## Object point labels

╭──

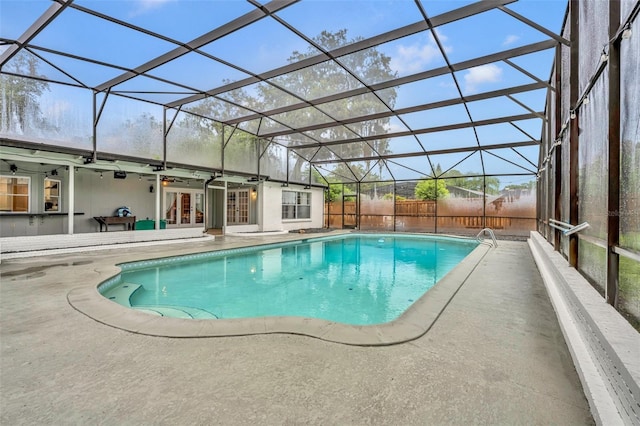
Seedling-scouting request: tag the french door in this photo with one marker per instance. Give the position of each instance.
(183, 207)
(237, 206)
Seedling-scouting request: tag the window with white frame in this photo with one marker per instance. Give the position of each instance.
(296, 205)
(52, 195)
(14, 194)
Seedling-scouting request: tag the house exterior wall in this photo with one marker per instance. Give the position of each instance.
(102, 196)
(94, 196)
(271, 208)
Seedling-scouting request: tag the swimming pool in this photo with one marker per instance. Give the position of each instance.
(357, 279)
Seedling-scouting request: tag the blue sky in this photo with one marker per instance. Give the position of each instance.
(267, 45)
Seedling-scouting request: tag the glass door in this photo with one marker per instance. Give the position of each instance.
(183, 207)
(349, 212)
(171, 207)
(237, 207)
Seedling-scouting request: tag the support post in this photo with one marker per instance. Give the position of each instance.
(557, 166)
(157, 215)
(574, 130)
(72, 196)
(613, 204)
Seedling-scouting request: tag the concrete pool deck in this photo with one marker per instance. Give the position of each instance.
(495, 355)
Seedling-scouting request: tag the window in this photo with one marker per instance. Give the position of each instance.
(52, 195)
(296, 205)
(14, 194)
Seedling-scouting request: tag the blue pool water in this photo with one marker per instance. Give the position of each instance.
(353, 279)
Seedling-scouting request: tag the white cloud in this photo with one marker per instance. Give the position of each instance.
(144, 6)
(512, 38)
(414, 58)
(476, 76)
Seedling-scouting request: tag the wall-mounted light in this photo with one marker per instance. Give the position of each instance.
(604, 57)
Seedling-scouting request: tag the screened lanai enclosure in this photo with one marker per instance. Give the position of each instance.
(421, 116)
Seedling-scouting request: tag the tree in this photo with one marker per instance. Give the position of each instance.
(19, 96)
(329, 78)
(426, 189)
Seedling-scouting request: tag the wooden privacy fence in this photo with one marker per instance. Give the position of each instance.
(411, 214)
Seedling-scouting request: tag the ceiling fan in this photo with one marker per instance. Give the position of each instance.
(165, 180)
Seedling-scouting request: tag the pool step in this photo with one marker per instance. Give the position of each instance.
(176, 311)
(122, 293)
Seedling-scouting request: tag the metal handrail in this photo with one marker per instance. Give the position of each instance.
(567, 228)
(491, 234)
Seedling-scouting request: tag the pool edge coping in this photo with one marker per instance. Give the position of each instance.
(412, 324)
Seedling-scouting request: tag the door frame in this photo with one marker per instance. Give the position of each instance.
(192, 194)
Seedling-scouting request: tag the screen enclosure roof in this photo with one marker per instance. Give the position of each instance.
(361, 90)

╰──

## Set exercise
Rewrite only the entries from the line holding "Seedling-scouting request: tag the blue pool" through the end of the entries, both ends included, keeping the request lines as they are. Multiply each coordinate in the answers by 2.3 and round to whole numbers, with halves going up.

## Response for this exercise
Seedling-scouting request: tag the blue pool water in this photo with one marker per instance. Give the position of each instance.
(812, 642)
Seedling-scouting request: tag the white cloud in this photo with one marker per instance. Give the position of each instance.
(331, 14)
(1178, 87)
(952, 133)
(1095, 175)
Seedling-scouting request: tag the wall-mounted light in this photo with one marker per instance. Give the position of each instance.
(1389, 131)
Seedling-scouting request: tag the screened lanai enclosure in this photo with one marker per instance. Give the position of each instance.
(968, 267)
Seedling-scouting request: tag the tree in this photo with one marker per instance. Give the position of each instance.
(44, 221)
(757, 179)
(980, 435)
Seedling-scouting request: tag the wooden privacy fence in this photo with one marker per instance. Give the position of each instance.
(945, 492)
Seedling-scouting request: tag the ceiling fan in this photo with one marker per instance. Give the position of each instance.
(380, 414)
Seedling-scouting request: tag the pool step in this photo with one marker per instance. Give the position of each instance.
(405, 715)
(281, 674)
Seedling-scouting request: tag the metal handrail in this photo with one marker per instance. Give the position of each instance.
(1304, 524)
(1129, 538)
Seedling-scouting request: tag the pool edge coping in this photo with one marker per instance. Give the position of each instance.
(948, 745)
Seedling-scouting request: tag the door frame in this photo with one marker per instance. Give the position of each instance.
(442, 446)
Seedling-scouting request: tag the screen enclosure roof in this photo with one marker per instance. Give the position of each instance.
(830, 207)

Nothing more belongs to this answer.